Items stored from a collection:
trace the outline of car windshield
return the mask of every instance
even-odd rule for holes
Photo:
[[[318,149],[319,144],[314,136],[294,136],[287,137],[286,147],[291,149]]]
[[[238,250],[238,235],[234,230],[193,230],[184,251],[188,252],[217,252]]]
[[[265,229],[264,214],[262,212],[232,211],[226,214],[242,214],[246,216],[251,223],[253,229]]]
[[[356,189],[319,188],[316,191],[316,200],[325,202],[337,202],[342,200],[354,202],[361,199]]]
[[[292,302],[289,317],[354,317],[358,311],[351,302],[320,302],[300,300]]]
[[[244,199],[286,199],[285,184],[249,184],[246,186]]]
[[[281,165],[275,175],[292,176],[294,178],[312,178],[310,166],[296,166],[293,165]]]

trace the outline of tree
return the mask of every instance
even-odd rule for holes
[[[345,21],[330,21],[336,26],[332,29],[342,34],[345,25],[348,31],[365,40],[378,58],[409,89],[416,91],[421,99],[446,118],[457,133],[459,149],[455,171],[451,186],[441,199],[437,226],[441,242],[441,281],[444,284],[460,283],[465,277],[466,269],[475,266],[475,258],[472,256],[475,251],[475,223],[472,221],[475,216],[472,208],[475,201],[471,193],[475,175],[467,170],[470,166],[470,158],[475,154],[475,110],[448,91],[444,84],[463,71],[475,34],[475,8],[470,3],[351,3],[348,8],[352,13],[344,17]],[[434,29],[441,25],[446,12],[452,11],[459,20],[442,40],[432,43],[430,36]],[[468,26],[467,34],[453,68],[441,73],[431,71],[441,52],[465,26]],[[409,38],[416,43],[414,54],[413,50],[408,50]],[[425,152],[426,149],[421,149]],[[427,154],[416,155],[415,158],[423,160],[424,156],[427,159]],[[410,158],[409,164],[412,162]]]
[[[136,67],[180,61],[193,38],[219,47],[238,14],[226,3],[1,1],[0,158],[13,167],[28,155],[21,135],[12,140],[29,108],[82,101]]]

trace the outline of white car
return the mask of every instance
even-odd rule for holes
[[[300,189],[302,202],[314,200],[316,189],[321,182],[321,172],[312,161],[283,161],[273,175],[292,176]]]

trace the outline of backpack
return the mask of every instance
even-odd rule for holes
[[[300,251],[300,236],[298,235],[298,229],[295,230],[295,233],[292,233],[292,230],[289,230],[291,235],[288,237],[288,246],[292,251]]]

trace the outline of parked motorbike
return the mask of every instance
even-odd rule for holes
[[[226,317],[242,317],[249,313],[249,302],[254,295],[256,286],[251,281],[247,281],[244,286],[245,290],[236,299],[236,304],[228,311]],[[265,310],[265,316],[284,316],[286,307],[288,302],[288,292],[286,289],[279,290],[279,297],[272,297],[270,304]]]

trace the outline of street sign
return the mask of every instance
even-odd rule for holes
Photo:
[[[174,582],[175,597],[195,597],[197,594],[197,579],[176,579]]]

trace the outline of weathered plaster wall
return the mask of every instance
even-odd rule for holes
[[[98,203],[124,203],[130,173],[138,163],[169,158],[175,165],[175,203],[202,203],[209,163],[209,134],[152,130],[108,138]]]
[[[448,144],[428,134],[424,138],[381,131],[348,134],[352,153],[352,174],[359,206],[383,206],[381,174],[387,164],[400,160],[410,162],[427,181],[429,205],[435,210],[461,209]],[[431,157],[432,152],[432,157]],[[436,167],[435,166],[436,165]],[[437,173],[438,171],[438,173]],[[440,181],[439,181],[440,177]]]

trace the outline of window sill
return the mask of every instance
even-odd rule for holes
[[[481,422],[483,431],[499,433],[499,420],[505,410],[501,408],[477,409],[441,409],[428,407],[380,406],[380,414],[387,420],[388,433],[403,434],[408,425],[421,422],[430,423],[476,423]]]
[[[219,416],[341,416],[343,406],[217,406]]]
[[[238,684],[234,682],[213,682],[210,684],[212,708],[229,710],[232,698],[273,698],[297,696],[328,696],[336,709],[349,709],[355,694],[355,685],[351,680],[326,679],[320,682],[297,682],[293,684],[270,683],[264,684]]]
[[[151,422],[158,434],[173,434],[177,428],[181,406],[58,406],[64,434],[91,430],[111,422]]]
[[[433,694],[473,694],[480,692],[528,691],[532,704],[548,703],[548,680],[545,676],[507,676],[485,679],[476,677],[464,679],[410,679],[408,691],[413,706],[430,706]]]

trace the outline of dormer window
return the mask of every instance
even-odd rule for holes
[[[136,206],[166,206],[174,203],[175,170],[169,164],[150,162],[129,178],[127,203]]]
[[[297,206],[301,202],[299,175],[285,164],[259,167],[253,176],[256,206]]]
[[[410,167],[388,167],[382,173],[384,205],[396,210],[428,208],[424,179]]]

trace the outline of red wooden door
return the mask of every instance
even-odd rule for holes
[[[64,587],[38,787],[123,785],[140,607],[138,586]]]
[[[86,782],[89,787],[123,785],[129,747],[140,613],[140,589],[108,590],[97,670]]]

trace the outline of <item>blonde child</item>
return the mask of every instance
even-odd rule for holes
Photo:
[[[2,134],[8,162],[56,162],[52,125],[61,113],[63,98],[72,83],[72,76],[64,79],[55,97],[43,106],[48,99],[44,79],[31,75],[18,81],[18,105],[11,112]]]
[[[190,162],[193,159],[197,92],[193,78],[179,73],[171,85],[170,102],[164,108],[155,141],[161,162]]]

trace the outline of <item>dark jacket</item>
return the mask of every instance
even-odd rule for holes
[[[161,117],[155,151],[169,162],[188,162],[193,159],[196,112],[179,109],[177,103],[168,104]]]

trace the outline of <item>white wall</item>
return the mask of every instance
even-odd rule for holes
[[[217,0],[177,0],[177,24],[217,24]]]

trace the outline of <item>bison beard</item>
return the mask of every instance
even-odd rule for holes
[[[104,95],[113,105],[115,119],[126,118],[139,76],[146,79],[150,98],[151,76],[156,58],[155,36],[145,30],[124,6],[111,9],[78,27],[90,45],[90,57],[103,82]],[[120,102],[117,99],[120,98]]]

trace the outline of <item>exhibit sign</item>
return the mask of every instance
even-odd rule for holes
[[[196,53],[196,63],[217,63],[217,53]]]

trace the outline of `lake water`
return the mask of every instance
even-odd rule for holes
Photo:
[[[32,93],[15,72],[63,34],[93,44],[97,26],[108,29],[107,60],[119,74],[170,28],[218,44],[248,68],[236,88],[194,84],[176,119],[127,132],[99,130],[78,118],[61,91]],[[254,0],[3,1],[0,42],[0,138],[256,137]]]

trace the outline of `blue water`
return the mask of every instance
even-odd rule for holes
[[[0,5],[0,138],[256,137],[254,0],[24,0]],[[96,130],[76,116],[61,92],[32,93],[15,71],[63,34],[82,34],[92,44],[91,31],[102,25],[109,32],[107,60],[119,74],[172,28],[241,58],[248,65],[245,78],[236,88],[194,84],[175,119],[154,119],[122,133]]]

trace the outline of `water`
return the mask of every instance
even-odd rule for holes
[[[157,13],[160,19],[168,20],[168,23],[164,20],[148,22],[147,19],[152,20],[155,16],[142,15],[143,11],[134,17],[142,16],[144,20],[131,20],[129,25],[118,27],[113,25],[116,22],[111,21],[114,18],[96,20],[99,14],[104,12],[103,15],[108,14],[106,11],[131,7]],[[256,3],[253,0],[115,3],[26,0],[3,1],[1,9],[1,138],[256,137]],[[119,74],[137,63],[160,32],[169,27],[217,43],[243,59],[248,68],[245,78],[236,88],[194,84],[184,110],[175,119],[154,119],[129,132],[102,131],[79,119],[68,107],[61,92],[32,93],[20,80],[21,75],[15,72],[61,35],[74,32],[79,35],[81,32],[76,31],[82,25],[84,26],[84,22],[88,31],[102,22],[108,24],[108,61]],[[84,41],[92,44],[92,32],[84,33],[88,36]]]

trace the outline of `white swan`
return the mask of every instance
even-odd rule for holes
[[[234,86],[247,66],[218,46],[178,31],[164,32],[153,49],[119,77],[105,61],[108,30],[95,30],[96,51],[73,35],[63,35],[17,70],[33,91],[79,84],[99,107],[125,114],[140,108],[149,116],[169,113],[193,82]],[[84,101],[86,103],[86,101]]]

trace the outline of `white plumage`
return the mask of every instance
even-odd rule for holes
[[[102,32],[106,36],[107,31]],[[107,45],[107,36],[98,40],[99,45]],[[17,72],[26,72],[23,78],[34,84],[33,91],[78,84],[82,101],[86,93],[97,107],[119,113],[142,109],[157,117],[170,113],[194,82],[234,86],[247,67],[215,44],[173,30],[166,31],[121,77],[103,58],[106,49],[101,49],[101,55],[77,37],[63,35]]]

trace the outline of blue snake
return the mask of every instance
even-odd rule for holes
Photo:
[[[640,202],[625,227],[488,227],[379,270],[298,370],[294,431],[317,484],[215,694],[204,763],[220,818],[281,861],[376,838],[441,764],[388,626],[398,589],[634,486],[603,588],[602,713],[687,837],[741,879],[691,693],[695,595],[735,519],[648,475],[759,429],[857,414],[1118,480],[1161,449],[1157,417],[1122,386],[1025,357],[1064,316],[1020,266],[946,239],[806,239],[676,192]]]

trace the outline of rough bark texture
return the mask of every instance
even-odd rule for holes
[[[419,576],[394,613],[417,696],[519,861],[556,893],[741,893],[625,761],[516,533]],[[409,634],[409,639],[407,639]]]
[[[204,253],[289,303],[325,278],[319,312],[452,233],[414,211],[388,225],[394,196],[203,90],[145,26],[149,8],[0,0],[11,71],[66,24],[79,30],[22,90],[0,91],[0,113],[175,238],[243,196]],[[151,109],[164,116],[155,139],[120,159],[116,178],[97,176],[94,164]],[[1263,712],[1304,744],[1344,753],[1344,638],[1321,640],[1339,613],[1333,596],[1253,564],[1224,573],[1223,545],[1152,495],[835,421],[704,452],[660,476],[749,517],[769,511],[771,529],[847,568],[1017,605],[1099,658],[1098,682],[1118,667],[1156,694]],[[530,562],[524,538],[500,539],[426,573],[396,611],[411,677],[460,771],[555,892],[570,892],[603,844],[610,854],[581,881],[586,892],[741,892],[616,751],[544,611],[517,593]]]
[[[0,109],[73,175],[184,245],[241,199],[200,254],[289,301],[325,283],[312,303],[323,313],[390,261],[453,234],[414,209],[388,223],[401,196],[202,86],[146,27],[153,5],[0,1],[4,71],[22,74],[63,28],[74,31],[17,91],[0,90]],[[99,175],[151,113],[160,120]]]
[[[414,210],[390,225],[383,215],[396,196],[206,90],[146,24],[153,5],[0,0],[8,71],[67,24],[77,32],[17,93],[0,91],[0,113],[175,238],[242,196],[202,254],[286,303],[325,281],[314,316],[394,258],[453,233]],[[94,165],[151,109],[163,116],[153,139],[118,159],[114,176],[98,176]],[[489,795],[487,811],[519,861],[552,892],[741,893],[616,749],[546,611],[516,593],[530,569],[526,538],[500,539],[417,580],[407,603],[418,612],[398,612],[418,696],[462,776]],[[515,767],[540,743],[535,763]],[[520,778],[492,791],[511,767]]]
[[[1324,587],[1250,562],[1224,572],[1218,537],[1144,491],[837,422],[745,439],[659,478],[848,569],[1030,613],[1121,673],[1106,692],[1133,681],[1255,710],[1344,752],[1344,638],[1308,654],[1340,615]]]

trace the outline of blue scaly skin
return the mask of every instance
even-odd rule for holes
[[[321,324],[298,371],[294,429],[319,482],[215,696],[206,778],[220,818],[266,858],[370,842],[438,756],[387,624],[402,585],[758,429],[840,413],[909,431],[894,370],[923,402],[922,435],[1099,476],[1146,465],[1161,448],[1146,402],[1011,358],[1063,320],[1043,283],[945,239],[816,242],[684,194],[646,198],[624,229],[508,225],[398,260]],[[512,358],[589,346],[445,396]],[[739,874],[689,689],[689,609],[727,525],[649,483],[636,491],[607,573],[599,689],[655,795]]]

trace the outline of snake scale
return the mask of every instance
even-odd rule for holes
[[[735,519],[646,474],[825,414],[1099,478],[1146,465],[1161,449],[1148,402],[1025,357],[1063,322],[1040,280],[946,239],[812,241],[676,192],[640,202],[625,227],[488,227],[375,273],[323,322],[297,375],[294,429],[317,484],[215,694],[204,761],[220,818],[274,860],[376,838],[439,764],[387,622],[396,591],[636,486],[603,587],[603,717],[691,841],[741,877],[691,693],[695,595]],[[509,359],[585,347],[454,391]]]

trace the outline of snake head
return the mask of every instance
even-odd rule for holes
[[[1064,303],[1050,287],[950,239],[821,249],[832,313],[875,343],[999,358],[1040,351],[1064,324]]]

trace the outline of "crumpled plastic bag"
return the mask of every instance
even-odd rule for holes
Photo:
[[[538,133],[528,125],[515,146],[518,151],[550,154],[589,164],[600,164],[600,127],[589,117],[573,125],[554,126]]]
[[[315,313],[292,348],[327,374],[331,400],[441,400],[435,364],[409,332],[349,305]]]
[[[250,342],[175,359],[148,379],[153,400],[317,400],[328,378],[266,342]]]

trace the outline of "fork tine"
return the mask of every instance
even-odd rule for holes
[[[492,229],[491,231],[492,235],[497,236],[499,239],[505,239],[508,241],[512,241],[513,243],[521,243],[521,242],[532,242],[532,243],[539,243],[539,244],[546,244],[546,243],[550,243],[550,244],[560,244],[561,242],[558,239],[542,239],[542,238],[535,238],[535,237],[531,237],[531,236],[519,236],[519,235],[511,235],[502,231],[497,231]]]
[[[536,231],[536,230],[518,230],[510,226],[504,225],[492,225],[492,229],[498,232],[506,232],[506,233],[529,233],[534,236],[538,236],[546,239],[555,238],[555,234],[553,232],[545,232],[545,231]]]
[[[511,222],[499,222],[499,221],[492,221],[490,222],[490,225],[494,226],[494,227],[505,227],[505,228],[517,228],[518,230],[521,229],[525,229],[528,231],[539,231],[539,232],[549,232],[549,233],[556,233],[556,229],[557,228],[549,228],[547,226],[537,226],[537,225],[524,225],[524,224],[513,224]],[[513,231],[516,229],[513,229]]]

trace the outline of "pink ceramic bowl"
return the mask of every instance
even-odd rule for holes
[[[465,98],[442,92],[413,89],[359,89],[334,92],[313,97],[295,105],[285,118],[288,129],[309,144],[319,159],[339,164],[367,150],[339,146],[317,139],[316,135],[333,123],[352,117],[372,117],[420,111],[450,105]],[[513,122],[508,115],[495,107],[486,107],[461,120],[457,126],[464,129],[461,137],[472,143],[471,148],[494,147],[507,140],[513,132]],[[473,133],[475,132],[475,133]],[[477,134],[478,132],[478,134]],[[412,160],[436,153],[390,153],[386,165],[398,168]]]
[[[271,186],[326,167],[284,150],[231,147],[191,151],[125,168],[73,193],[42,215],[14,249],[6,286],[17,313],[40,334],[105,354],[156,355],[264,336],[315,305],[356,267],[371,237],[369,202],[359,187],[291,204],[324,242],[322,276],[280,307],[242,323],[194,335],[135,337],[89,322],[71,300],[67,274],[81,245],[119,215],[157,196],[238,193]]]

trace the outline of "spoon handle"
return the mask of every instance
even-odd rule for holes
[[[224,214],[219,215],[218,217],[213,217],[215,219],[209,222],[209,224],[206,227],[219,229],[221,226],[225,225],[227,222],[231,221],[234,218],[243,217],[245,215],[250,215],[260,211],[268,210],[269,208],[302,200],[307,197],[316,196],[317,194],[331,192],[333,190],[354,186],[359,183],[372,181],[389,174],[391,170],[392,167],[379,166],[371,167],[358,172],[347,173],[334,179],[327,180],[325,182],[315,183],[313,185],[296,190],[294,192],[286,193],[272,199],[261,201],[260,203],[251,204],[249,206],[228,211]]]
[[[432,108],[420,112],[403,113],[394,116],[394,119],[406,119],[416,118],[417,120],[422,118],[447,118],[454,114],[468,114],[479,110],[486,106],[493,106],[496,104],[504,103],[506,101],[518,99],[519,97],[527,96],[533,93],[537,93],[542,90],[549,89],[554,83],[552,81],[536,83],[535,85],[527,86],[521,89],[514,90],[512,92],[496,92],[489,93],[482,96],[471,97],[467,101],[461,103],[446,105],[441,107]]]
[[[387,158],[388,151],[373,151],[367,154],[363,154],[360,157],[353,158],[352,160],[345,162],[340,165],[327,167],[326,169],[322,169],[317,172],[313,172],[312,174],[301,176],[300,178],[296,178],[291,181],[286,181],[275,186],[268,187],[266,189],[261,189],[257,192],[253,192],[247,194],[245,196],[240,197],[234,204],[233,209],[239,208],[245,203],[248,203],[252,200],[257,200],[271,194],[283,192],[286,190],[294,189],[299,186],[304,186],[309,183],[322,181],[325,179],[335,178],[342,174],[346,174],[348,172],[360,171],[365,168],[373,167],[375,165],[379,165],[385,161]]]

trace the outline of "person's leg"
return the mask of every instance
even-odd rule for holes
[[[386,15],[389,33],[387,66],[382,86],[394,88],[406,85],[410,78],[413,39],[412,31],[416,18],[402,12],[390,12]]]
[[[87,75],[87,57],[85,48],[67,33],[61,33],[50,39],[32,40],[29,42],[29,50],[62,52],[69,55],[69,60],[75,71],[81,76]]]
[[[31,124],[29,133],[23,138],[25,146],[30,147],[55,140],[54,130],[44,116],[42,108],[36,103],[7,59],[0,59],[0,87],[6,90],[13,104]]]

**EXERCISE BRIEF**
List each line of the material above that contains the string "white".

**ANSWER BELOW**
trace the outline of white car
trace the outline of <item>white wall</item>
trace the outline of `white swan`
trace the outline of `white plumage`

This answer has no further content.